**Problem to solve**: Carry on the article about getting rid of cockroaches, starting right after its last sentence.

Cockroaches are hardy little critters with a reputation for surviving just about anything. So how do you successfully and permanently get rid of them?
There are several tried-and-true methods available, which we will cover below. The first thing to consider, however, is what attracted them to your home in the first place.
In This Article
1. What Attracts Cockroaches?
Cockroaches are drawn to a variety of food sources, and, for them, almost anything will do. As omnivorous scavengers, they can live off whatever is around. While they do prefer crumbs from sweets or meaty things, they will settle for clumps of hair, fingernails, glue, or the pages of your favorite textbook.
They also love moisture, like a pile of wet towels or the area underneath leaky pipes. Moisture is a necessity for them, too, and it should be noted that they can live several months without food, but only a few days without water.
2. Why Not Just Let Them Stay?
Aside from their startling appearance, cockroaches are also known to carry harmful bacteria. E.coli and salmonella have been shown to live up to two months in cockroaches’ outer layers, remaining alive even in their fecal matter. Additionally, proteins in their skin, feces, vomit, and other body parts dry up and find their way into dust, becoming allergens to many. This leads to increased allergies and even asthma in areas where cockroaches are plentiful.

**Supplied information**:

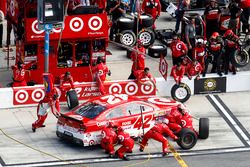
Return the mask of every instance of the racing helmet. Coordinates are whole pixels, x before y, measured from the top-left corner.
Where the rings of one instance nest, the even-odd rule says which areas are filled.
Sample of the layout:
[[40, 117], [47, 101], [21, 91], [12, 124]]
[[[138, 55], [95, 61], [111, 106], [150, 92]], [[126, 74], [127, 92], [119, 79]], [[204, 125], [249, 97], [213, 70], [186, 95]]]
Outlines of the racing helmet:
[[234, 35], [234, 32], [232, 30], [227, 30], [225, 34], [223, 35], [224, 38], [231, 38]]

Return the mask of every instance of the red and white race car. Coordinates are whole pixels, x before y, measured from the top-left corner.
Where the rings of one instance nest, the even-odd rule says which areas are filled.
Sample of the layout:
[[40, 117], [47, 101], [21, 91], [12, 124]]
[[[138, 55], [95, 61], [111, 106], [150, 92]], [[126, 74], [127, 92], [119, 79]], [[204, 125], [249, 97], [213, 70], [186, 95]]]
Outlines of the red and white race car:
[[[96, 145], [101, 141], [101, 129], [108, 121], [112, 121], [136, 138], [142, 136], [143, 129], [146, 133], [153, 127], [158, 118], [167, 117], [170, 123], [176, 123], [172, 120], [179, 113], [177, 113], [179, 105], [180, 103], [174, 100], [156, 96], [143, 98], [126, 94], [100, 96], [88, 100], [70, 112], [61, 114], [56, 134], [59, 138], [70, 139], [83, 146]], [[208, 137], [209, 122], [208, 118], [200, 118], [198, 133], [193, 128], [192, 117], [188, 113], [186, 115], [189, 123], [186, 122], [188, 120], [181, 119], [178, 123], [181, 128], [177, 131], [173, 126], [172, 130], [180, 138], [178, 145], [183, 149], [190, 149], [196, 144], [198, 137], [202, 139]]]

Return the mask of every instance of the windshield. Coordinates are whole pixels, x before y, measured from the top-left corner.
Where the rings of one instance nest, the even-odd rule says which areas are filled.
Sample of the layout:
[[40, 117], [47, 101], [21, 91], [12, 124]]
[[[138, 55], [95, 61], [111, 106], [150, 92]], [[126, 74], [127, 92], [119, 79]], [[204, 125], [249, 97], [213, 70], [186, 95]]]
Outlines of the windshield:
[[83, 117], [87, 117], [89, 119], [94, 119], [97, 117], [102, 111], [106, 109], [105, 106], [102, 106], [97, 103], [87, 103], [86, 105], [82, 106], [78, 110], [76, 110], [76, 114], [79, 114]]

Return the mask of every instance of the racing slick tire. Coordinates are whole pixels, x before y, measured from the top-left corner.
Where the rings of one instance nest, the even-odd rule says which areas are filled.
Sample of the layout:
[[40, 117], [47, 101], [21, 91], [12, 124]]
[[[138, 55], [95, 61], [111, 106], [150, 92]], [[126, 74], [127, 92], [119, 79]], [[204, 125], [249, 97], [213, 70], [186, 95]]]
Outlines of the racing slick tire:
[[235, 67], [244, 67], [249, 63], [249, 54], [243, 50], [236, 50], [234, 56], [231, 58], [231, 63]]
[[149, 47], [155, 41], [155, 33], [150, 29], [142, 29], [138, 33], [138, 39], [142, 41], [144, 47]]
[[148, 48], [148, 55], [153, 58], [165, 57], [167, 55], [167, 47], [163, 44], [155, 44]]
[[199, 138], [207, 139], [209, 136], [209, 119], [200, 118], [199, 119]]
[[183, 128], [178, 137], [177, 144], [184, 150], [193, 148], [198, 140], [196, 133], [188, 128]]
[[190, 98], [191, 90], [187, 84], [175, 84], [171, 89], [171, 96], [174, 100], [184, 103]]
[[132, 30], [134, 28], [134, 19], [129, 17], [120, 17], [117, 21], [119, 30]]
[[72, 109], [79, 104], [77, 93], [75, 90], [69, 90], [66, 93], [66, 101], [69, 109]]
[[136, 43], [135, 33], [131, 30], [124, 30], [120, 33], [119, 41], [125, 46], [134, 46]]

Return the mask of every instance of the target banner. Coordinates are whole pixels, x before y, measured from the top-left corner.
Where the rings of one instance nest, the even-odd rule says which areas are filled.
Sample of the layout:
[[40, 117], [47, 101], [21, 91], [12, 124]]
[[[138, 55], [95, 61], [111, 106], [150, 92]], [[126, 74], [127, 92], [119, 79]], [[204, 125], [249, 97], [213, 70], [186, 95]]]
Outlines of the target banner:
[[[107, 94], [127, 94], [130, 96], [153, 96], [156, 95], [156, 89], [153, 84], [137, 84], [133, 80], [128, 81], [112, 81], [104, 83]], [[70, 85], [65, 87], [69, 90]], [[59, 90], [59, 89], [58, 89]], [[66, 101], [65, 92], [60, 94], [60, 102]], [[79, 100], [87, 100], [89, 98], [101, 96], [96, 83], [79, 83], [75, 85], [75, 91]], [[13, 87], [13, 105], [37, 104], [45, 96], [44, 86], [32, 87]]]
[[[81, 38], [108, 38], [108, 24], [106, 14], [88, 14], [66, 16], [62, 39], [81, 39]], [[27, 42], [44, 40], [44, 30], [39, 30], [36, 18], [27, 18], [25, 24]], [[50, 40], [60, 38], [61, 29], [54, 28], [50, 34]]]
[[167, 80], [167, 77], [168, 77], [168, 62], [162, 56], [160, 58], [160, 63], [159, 63], [159, 72], [161, 73], [162, 77], [165, 80]]

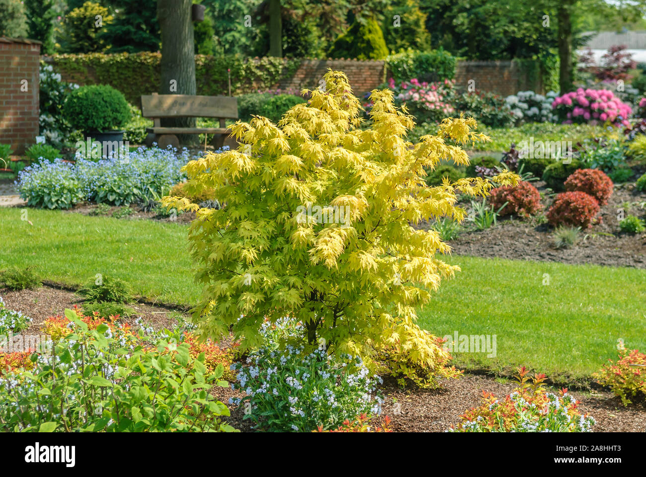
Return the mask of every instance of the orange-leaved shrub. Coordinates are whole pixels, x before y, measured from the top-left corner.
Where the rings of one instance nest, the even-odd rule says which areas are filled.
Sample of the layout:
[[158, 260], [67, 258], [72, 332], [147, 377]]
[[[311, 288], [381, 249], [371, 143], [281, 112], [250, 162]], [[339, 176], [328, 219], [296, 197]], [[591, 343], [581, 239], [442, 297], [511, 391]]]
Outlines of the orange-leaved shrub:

**Response below**:
3. What Can be Done to Get Rid of Them?
Each step below explains how it works to rid your space of cockroaches. Read each section carefully, and be sure to implement our tips in the proper order when indicated for best results.
This means absolutely everything. Sweep behind your refrigerator, wipe every inch of your counters, and mop every corner of your floors. Get rid of any leftovers from meals immediately or promptly store them in the refrigerator. Check cereal boxes to make sure the bags inside are sealed up tight. Toss out piles of papers or cardboard to deter their use in nest-making. Essentially, there should be no crumbs left anywhere when you put away your cleaning supplies—and the kitchen should be kept in this condition, as well as any other space where food is stored.
Dry it All Out and Patch it Up
Seek out any wet or damp areas in your home and dry them out. If there’s a pipe leaking, fix it. Hang damp items to dry and never throw them on the floor. Ensure your home is properly ventilated and equipped with working exhaust fans where needed to draw out excess moisture.
One common way for cockroaches to enter your home is through cracks and rips in pipes, vents, window screens, etc. Patch these up thoroughly in order to keep roaches out. Caulk, screen repairing tape, and steel wool work great for this task.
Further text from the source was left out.